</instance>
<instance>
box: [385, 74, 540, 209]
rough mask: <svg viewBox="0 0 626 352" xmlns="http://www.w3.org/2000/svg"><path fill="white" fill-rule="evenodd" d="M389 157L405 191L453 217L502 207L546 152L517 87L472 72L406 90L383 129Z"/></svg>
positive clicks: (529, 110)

========================================

• **TASK ITEM**: Please reproduce the listing above, renaming "rough mask" to "coarse mask" and keeping everything else unchanged.

• **OUTPUT OF THE EXERCISE**:
</instance>
<instance>
box: [385, 74, 540, 209]
coarse mask: <svg viewBox="0 0 626 352" xmlns="http://www.w3.org/2000/svg"><path fill="white" fill-rule="evenodd" d="M389 157L405 191L453 217L502 207L546 152L517 87L472 72L406 90L383 129Z"/></svg>
positive clicks: (529, 110)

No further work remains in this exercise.